| Your goal |
Copy every item below word for word, leaving out the pictures.

◇ ◇ ◇

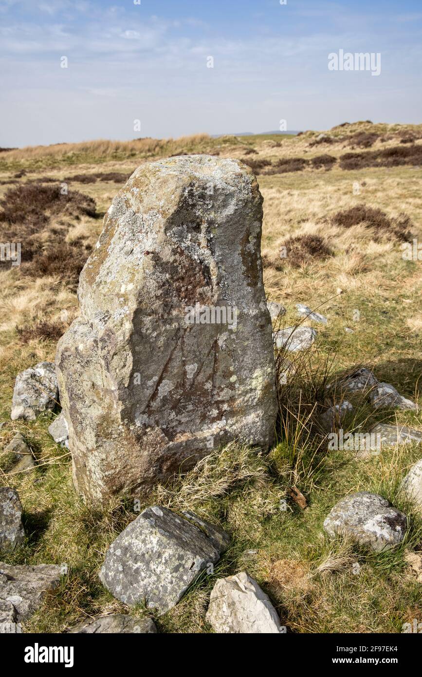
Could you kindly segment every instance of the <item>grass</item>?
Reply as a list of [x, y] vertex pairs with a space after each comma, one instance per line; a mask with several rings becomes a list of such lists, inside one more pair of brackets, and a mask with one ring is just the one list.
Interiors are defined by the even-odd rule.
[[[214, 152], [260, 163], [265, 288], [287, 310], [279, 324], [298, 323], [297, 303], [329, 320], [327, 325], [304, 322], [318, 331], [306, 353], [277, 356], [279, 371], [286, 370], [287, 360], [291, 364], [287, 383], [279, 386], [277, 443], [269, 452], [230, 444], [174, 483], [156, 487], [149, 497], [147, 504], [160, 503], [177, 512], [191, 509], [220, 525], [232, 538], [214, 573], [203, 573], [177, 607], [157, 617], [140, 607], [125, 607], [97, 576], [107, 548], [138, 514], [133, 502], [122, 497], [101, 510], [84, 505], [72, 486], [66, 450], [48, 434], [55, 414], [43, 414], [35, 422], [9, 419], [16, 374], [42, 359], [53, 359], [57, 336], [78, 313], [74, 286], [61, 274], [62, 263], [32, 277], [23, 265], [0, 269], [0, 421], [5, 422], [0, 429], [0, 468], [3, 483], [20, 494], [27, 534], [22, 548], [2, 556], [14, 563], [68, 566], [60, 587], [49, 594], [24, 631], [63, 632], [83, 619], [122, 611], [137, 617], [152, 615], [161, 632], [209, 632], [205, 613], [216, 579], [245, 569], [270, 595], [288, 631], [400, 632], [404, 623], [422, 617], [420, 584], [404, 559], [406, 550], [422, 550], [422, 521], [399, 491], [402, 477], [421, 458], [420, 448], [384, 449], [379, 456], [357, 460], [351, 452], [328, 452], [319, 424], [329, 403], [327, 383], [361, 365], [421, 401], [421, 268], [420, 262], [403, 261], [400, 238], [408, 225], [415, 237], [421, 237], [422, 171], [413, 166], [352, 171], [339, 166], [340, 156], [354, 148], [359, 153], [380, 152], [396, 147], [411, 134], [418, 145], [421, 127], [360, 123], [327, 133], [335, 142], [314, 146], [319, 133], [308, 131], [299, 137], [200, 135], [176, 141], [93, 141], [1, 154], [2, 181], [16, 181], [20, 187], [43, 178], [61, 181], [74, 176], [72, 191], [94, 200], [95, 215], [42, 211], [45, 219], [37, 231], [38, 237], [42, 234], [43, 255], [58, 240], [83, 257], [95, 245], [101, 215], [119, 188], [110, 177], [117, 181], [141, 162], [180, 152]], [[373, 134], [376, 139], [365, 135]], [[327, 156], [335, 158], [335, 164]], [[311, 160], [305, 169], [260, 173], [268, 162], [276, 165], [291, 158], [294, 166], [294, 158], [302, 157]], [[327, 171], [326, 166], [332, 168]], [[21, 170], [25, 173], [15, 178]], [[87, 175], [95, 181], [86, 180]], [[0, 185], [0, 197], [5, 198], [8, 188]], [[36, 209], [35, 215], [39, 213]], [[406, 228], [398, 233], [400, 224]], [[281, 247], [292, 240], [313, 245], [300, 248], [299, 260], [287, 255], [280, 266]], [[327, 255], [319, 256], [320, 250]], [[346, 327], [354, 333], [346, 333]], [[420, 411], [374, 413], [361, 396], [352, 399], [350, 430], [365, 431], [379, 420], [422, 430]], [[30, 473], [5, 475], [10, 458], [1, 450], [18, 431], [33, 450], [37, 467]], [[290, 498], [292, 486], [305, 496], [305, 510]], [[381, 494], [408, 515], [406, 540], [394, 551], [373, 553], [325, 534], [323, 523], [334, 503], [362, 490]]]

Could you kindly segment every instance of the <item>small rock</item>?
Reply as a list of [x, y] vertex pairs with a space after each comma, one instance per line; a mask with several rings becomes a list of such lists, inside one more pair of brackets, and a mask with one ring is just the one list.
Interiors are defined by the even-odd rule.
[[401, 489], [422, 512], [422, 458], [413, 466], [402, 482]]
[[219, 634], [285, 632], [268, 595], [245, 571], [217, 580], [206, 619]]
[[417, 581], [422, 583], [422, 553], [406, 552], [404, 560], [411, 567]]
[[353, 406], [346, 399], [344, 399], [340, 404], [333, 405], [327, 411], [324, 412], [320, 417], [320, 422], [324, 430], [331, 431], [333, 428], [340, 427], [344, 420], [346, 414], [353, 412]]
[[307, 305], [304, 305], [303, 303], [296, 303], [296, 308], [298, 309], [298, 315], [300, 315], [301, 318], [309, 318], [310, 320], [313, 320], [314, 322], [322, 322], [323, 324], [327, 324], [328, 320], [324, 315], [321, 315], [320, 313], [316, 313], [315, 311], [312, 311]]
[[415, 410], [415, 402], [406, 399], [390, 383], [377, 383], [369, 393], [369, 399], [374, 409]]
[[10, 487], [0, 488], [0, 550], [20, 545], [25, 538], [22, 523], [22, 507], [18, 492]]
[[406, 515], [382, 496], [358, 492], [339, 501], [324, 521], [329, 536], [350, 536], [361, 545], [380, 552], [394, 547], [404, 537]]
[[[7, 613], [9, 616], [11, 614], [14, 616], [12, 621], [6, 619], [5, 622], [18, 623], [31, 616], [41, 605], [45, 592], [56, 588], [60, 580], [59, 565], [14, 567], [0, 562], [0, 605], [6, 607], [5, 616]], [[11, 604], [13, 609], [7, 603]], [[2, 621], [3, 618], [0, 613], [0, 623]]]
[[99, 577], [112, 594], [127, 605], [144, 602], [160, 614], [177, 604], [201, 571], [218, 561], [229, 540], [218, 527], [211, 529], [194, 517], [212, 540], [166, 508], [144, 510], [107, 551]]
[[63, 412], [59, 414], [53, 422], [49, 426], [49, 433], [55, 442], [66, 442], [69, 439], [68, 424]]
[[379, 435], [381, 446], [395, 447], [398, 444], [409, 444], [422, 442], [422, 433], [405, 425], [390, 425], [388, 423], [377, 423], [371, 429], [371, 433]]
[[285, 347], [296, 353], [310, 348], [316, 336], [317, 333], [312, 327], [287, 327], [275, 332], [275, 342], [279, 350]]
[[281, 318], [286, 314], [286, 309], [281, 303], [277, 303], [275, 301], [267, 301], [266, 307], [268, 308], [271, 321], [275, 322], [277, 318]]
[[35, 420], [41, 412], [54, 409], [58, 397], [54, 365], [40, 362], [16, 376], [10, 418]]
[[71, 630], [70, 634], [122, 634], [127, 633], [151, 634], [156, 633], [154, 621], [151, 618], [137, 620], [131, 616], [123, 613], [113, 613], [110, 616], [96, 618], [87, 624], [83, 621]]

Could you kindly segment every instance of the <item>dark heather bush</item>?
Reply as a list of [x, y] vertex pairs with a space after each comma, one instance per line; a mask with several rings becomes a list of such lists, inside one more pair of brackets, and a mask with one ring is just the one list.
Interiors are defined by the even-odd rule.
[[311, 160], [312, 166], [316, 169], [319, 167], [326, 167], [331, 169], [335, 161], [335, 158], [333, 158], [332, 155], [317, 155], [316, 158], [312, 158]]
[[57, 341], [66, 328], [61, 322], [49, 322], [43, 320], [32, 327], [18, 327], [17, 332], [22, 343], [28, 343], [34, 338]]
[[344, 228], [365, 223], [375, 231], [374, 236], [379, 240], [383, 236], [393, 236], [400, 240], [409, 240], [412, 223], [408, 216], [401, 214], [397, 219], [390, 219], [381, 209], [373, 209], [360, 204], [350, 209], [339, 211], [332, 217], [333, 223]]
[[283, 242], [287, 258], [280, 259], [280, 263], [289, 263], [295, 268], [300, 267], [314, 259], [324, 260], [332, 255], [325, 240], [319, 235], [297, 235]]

◇ ◇ ◇

| Finished task |
Could you kindly segment every instance of the <item>grass</item>?
Reply as a list of [x, y] vertex pairs with a space after each comma, one instance per line; a mask with several rings becomes a list of such lists, inside one more pair of brackets, and a mask with one ring is just the one list.
Interiors are defined by the even-odd rule.
[[[214, 152], [260, 163], [265, 288], [287, 310], [279, 324], [298, 323], [297, 303], [329, 320], [327, 325], [304, 322], [318, 331], [306, 353], [277, 356], [279, 371], [286, 370], [287, 360], [291, 364], [287, 383], [279, 386], [277, 443], [269, 452], [230, 444], [174, 483], [156, 487], [149, 497], [147, 504], [160, 503], [177, 512], [191, 509], [220, 525], [232, 538], [214, 573], [203, 573], [177, 607], [157, 617], [140, 607], [125, 607], [97, 576], [107, 548], [138, 514], [133, 502], [122, 497], [101, 510], [84, 505], [72, 486], [66, 450], [48, 434], [55, 414], [43, 414], [35, 422], [9, 419], [16, 374], [42, 359], [53, 359], [57, 336], [78, 313], [74, 286], [61, 274], [62, 263], [32, 277], [23, 265], [0, 269], [0, 421], [5, 422], [0, 429], [0, 468], [3, 483], [20, 494], [27, 534], [22, 548], [2, 556], [14, 563], [68, 566], [60, 587], [49, 594], [24, 631], [63, 632], [83, 619], [122, 611], [137, 617], [152, 615], [161, 632], [209, 632], [205, 613], [216, 579], [245, 569], [270, 595], [288, 631], [400, 632], [404, 623], [422, 617], [420, 584], [404, 559], [406, 550], [422, 550], [422, 521], [399, 491], [402, 477], [421, 458], [420, 448], [384, 449], [379, 456], [357, 460], [351, 452], [328, 452], [319, 424], [329, 403], [327, 383], [361, 365], [421, 401], [421, 268], [420, 262], [403, 261], [400, 238], [408, 225], [415, 237], [421, 237], [422, 171], [413, 166], [352, 171], [339, 166], [340, 156], [354, 148], [359, 153], [380, 152], [396, 147], [411, 134], [418, 145], [421, 127], [360, 123], [327, 133], [335, 142], [314, 146], [319, 133], [308, 131], [299, 137], [200, 135], [176, 141], [93, 141], [1, 154], [2, 181], [16, 181], [20, 187], [43, 178], [61, 181], [74, 176], [72, 191], [94, 200], [95, 215], [42, 211], [45, 219], [37, 231], [38, 237], [42, 234], [43, 255], [58, 240], [83, 257], [95, 245], [101, 215], [119, 188], [110, 177], [117, 181], [141, 162], [180, 152]], [[373, 134], [376, 139], [365, 135]], [[327, 156], [335, 158], [335, 164]], [[311, 160], [305, 169], [260, 173], [268, 162], [276, 165], [291, 158], [294, 166], [294, 158], [302, 157]], [[327, 171], [326, 166], [332, 168]], [[21, 170], [25, 173], [15, 178]], [[87, 175], [95, 181], [86, 180]], [[0, 185], [0, 197], [5, 198], [8, 188]], [[36, 209], [35, 215], [39, 213]], [[406, 228], [398, 233], [400, 224]], [[281, 247], [292, 240], [313, 245], [300, 248], [299, 260], [287, 255], [280, 266]], [[327, 255], [319, 256], [320, 250]], [[346, 327], [354, 333], [346, 333]], [[420, 411], [374, 413], [361, 396], [352, 399], [350, 430], [365, 431], [379, 420], [422, 430]], [[30, 473], [5, 475], [10, 458], [1, 450], [18, 431], [33, 450], [37, 467]], [[290, 498], [292, 486], [305, 496], [305, 510]], [[381, 494], [408, 515], [406, 540], [394, 551], [373, 553], [325, 534], [323, 523], [334, 503], [362, 490]]]

Could you kindly segment every instance of the <item>small rock</item>?
Reply as a list of [x, y] vertex pairs with a space after each comma, one instance per line; a mask with several rings becomes a list of such lists, inside one more pair of brackets, and a mask with one ring is just the one list.
Interiors are defined by the even-odd rule.
[[401, 489], [422, 512], [422, 458], [413, 466], [402, 482]]
[[219, 634], [285, 632], [268, 595], [245, 571], [217, 580], [206, 619]]
[[417, 581], [422, 583], [422, 553], [406, 552], [404, 560], [411, 567]]
[[353, 406], [346, 399], [344, 399], [340, 404], [333, 405], [327, 411], [324, 412], [320, 417], [320, 422], [324, 430], [331, 431], [333, 428], [340, 427], [344, 420], [346, 414], [353, 412]]
[[307, 305], [304, 305], [303, 303], [296, 303], [296, 308], [298, 309], [298, 315], [300, 315], [301, 318], [309, 318], [310, 320], [313, 320], [314, 322], [322, 322], [323, 324], [327, 324], [328, 320], [324, 315], [321, 315], [320, 313], [316, 313], [315, 311], [312, 311]]
[[415, 410], [415, 402], [406, 399], [390, 383], [377, 383], [369, 393], [369, 399], [374, 409]]
[[10, 487], [0, 488], [0, 550], [20, 545], [25, 538], [22, 523], [22, 507], [18, 492]]
[[406, 515], [382, 496], [358, 492], [339, 501], [324, 521], [329, 536], [350, 536], [361, 545], [380, 552], [394, 547], [404, 537]]
[[[7, 613], [9, 616], [11, 614], [14, 616], [12, 621], [6, 619], [5, 622], [18, 623], [31, 616], [41, 605], [45, 592], [56, 588], [60, 580], [59, 565], [14, 567], [0, 562], [0, 605], [6, 607], [5, 616]], [[11, 604], [13, 609], [7, 603]], [[2, 621], [3, 618], [0, 613], [0, 623]]]
[[99, 577], [112, 594], [127, 605], [144, 602], [160, 614], [177, 604], [201, 571], [218, 561], [229, 540], [218, 527], [211, 529], [194, 517], [212, 540], [166, 508], [144, 510], [107, 551]]
[[63, 412], [59, 414], [53, 422], [49, 426], [49, 433], [55, 442], [66, 442], [69, 439], [68, 424]]
[[379, 435], [381, 446], [395, 447], [398, 444], [409, 444], [422, 442], [422, 433], [405, 425], [390, 425], [388, 423], [377, 423], [371, 429], [371, 433]]
[[285, 347], [296, 353], [310, 348], [316, 336], [317, 333], [312, 327], [287, 327], [275, 332], [275, 342], [279, 350]]
[[281, 318], [286, 314], [286, 309], [281, 303], [277, 303], [275, 301], [267, 301], [266, 307], [268, 308], [271, 321], [275, 322], [277, 318]]
[[35, 420], [41, 412], [54, 409], [58, 397], [54, 365], [40, 362], [16, 376], [10, 418]]
[[71, 630], [70, 634], [122, 634], [127, 633], [151, 634], [156, 633], [154, 621], [151, 618], [137, 620], [131, 616], [123, 613], [113, 613], [110, 616], [96, 618], [87, 624], [83, 621]]

Could you kindly segment every instance of the <item>dark heather bush</item>?
Reply as a list of [x, y] vertex pairs with a space after each comma, one instance per line; a mask with several rings becomes a list of such lists, inside one more pair of brackets, and a mask with one ring is just the one list.
Interiors are defined by the even-odd rule.
[[311, 160], [312, 166], [316, 169], [319, 167], [326, 167], [331, 169], [335, 161], [335, 158], [333, 158], [332, 155], [317, 155], [316, 158], [312, 158]]
[[57, 341], [66, 328], [61, 322], [49, 322], [43, 320], [32, 327], [18, 327], [17, 332], [22, 343], [28, 343], [34, 338]]
[[344, 228], [365, 223], [375, 231], [374, 236], [379, 240], [383, 236], [393, 236], [400, 240], [409, 240], [412, 223], [408, 216], [401, 214], [397, 219], [390, 219], [381, 209], [373, 209], [360, 204], [350, 209], [339, 211], [332, 217], [333, 223]]
[[283, 242], [287, 258], [280, 259], [280, 263], [289, 263], [295, 268], [300, 267], [314, 259], [324, 260], [332, 255], [325, 240], [319, 235], [297, 235]]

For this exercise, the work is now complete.